+++ TEXT SECTION +++
William Strachey was one of six hundred passengers sailing to Jamestown as part of the largest expedition yet to Virginia. A mere week from their destination, the fleet’s flagship, Sea Venture, met a tropical storm and wrecked on one of the islands of Bermuda. Strachey’s story might have ended there, but the castaways survived on the tropical island for eleven months and―in an act of almost incomprehensible resourcefulness―used local cedarwood, along with the wreckage of their own ship, to construct two seaworthy boats and continue successfully on their voyage.
Strachey’s frankness about his fellow travelers, mutinies on the island, and the wretched condition in which they finally found Jamestown kept his document from being officially published initially, but it circulated privately in London, where one of its early readers was William Shakespeare. The second narrative in this volume, by Strachey’s shipmate Silvester Jourdain, covers the same episode but includes many fascinating details that Strachey’s does not, including some that made their way into The Tempest.
+++
- _GIVEN PROBLEM 1_: List every place name that appears in the passage about the Sea Venture wreck.
- _GIVEN PROBLEM 2_: Condense the paragraph of the passage about the Sea Venture wreck that begins "Strachey's frankness about his fellow travelers" into two or three shorter sentences that keep its main facts.
The data after this point is separate from the passage about the Sea Venture wreck.
+++ MATERIAL PROVIDED +++
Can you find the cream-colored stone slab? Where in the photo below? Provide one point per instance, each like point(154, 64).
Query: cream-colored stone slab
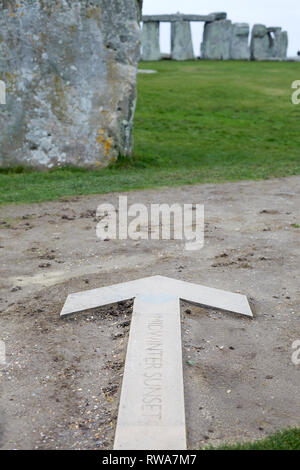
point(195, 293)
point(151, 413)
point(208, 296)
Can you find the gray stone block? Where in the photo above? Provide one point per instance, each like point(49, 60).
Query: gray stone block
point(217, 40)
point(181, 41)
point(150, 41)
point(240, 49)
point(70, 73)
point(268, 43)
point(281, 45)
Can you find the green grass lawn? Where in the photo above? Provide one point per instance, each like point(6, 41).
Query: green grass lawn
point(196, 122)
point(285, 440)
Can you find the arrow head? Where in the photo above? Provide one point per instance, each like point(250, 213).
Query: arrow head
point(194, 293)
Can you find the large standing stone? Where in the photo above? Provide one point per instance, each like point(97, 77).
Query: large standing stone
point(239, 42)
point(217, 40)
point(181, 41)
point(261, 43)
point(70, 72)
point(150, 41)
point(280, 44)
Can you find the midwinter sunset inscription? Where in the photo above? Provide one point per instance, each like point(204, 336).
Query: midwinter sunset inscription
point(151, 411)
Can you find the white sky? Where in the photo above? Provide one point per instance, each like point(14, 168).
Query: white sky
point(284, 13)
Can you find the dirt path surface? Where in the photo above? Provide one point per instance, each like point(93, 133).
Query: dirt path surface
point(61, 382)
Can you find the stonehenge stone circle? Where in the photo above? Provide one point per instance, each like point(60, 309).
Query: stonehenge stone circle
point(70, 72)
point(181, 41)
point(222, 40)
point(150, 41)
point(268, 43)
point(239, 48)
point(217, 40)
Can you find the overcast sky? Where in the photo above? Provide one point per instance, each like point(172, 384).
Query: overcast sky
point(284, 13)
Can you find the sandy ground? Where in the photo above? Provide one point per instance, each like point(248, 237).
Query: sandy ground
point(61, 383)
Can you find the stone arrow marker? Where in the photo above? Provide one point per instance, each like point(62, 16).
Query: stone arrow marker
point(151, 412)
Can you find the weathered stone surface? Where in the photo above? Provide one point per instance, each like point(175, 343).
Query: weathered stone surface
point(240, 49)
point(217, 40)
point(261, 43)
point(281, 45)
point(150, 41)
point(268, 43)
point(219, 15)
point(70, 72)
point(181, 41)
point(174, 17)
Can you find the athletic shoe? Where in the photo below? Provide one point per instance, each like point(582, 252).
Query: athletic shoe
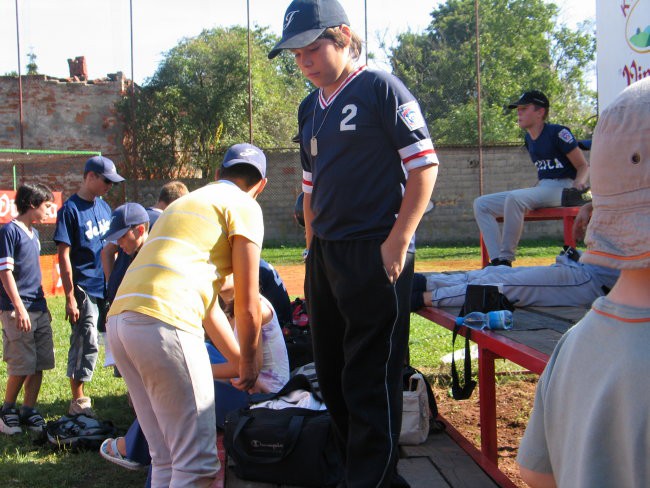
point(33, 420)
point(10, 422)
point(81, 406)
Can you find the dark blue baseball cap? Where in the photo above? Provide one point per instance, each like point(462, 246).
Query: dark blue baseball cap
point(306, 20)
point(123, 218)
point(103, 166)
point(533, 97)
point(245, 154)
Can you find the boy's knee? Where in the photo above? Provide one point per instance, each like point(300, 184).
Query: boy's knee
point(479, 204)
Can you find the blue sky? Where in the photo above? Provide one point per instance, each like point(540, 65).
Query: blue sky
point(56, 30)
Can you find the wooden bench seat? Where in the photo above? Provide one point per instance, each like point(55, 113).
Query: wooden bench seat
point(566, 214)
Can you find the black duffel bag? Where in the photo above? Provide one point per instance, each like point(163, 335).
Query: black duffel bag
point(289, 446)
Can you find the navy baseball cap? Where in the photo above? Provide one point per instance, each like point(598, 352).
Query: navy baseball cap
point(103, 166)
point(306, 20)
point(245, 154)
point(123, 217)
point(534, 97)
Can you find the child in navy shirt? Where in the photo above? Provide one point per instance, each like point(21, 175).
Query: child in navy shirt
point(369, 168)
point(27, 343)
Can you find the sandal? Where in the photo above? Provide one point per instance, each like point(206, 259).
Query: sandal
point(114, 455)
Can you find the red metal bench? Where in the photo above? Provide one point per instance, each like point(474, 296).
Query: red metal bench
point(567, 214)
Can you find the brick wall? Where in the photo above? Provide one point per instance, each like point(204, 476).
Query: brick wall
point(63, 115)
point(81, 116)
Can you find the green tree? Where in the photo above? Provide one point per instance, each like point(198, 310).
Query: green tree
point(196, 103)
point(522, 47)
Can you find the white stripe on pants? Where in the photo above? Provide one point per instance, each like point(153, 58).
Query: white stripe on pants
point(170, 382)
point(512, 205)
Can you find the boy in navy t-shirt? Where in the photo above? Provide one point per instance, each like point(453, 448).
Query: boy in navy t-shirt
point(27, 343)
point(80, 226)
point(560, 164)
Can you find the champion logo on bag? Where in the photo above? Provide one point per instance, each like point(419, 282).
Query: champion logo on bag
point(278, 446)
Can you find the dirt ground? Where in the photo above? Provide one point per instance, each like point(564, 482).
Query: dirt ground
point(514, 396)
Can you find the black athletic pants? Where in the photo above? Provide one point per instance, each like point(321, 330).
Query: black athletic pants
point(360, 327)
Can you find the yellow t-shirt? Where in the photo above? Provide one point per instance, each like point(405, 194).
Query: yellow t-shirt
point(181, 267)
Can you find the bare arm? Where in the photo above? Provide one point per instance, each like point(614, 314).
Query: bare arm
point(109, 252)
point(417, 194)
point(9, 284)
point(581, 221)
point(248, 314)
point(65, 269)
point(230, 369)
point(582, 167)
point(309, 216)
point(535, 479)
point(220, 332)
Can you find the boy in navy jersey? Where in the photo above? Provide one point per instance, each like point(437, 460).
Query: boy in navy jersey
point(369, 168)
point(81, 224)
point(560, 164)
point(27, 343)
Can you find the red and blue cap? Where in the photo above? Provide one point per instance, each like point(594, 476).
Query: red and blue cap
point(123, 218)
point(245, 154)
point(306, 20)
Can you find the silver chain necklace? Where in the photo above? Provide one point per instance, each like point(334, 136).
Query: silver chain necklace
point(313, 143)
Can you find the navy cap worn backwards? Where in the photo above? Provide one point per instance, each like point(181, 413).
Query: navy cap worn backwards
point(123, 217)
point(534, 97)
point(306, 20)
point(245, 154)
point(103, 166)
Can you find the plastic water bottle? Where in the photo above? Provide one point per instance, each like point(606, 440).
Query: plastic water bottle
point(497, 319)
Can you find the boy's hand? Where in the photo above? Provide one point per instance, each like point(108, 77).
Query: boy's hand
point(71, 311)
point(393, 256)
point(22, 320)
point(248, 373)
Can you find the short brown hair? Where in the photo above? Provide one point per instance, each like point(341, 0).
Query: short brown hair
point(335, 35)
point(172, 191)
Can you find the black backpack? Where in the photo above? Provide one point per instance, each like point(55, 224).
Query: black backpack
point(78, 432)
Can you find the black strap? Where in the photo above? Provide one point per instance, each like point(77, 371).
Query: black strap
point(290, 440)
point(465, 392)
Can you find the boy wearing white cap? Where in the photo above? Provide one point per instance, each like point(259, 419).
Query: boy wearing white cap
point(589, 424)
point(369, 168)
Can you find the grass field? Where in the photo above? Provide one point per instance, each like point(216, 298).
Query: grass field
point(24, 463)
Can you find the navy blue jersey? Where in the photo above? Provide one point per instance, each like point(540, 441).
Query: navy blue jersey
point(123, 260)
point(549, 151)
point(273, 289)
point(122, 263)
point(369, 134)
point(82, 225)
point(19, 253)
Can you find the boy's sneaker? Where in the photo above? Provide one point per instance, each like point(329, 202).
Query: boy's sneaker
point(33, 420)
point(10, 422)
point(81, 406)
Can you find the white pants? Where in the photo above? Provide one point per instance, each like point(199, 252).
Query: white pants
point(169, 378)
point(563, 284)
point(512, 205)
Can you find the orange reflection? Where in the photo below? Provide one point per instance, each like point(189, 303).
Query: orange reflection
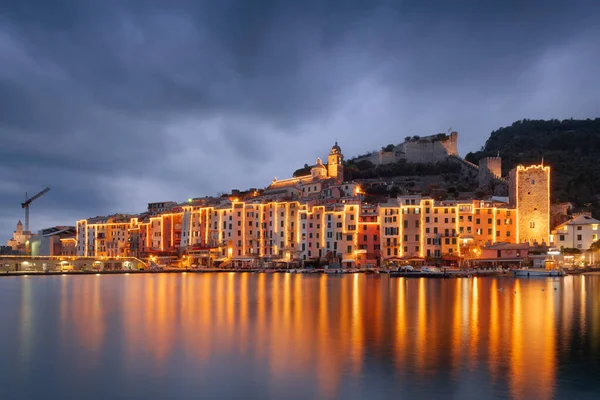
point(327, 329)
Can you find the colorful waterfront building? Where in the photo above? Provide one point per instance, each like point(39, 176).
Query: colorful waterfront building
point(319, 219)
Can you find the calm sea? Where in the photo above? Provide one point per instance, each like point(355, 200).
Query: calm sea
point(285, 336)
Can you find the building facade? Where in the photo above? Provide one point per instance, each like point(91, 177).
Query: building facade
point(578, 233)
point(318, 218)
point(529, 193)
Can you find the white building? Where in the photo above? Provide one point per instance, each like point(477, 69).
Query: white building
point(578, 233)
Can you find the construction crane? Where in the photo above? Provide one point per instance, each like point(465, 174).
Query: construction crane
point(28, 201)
+++
- _FINAL RESULT 1_: Jamestown, Virginia, Bermuda, London

- _FINAL RESULT 2_: Strachey's account was at first kept from official publication because it spoke frankly about his fellow travelers, the mutinies on the island, and the wretched state of Jamestown, but it circulated privately in London, where William Shakespeare was among its early readers. A second narrative in the volume, by his shipmate Silvester Jourdain, covers the same episode with many details Strachey's lacks, some of which found their way into The Tempest.